本文 =
結論 本件審判の請求は、成り立たない。 
理由 1 出願の経緯
本願は、平成12年3月15日の出願であって、平成21年12月24日付けで拒絶査定がなされ、これに対し、平成22年3月29日に拒絶査定を不服として審判請求がなされたものである。

2 本願発明
本願の請求項1及び2に係る発明は、平成21年9月28日付けの手続補正により補正された明細書及び図面の記載からみて、その特許請求の範囲の請求項1及び2に記載されたとおりのものであると認められるところ、請求項1に係る発明(以下、「本願発明」という。)は、以下のとおりである。

「架橋性樹脂の架橋物からなるバインダーと該架橋性樹脂の架橋物よりも高硬度の粒子とを含有する塗工組成物から形成された耐摩耗性樹脂層が、基材の表面に設けられ、耐摩耗性樹脂層の平均膜厚をtとし、粒子の平均粒径をdとした場合、下記(1)式を満足する化粧材であって、前記粒子がWadellの実用球状度が0.80?0.97である、表面がシランカップリング剤で処理されてなる無機粒子であると共に、前記耐摩耗性樹脂層が平均架橋間分子量が300?700である架橋密度であることを特徴とする耐摩耗性を有する化粧材。
d≦t・・・・・・・・・・(1)」

3 引用発明
これに対して、原査定の拒絶の理由に引用された、本願の出願日前に頒布された刊行物である特許第2740943号公報(以下、「引用例」という。)には、それぞれ以下の事項が記載されている。

(1)「【請求項1】 架橋性樹脂からなるバインダーと該架橋性樹脂よりも高硬度の球状粒子とを含有する塗工組成物から形成された耐摩耗性樹脂層が、基材の表面に設けられ、耐摩耗性樹脂層の平均膜厚をt(mm)とし、球状粒子の平均粒径をd(mm)とした場合、下記の(1)式を満足することを特徴とする耐摩耗性を有する化粧材。
0.3t≦d≦2.0t・・・・・・・・・・(1)」

(2)「【0001】
【産業上の利用分野】本発明は、建築物の床面、壁面、天井等の内装、家具ならびに各種キャビネットなどの表面装飾用材料として用いられる化粧材に関し、特に表面の耐摩耗性が要求される用途に使用される化粧材に関する。」

やること =
**1)** 本文の「結論 本件審判の請求は、成り立たない。」から「発明」という。)は、以下のとおりである。」まで(両端を含む)を、「拒絶査定」を「不許可の決定」に置き換えて書き直してください。
**2)** 本文によると、本願が出願されたのはいつですか。
このあとに続く行は使わなくても解けます。

集めた資料 =

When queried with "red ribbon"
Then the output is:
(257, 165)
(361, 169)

各問の答え =
**1)**
結論 本件審判の請求は、成り立たない。 
理由 1 出願の経緯
本願は、平成12年3月15日の出願であって、平成21年12月24日付けで不許可の決定がなされ、これに対し、平成22年3月29日に不許可の決定を不服として審判請求がなされたものである。

2 本願発明
本願の請求項1及び2に係る発明は、平成21年9月28日付けの手続補正により補正された明細書及び図面の記載からみて、その特許請求の範囲の請求項1及び2に記載されたとおりのものであると認められるところ、請求項1に係る発明(以下、「本願発明」という。)は、以下のとおりである。

**2)** 平成12年3月15日です。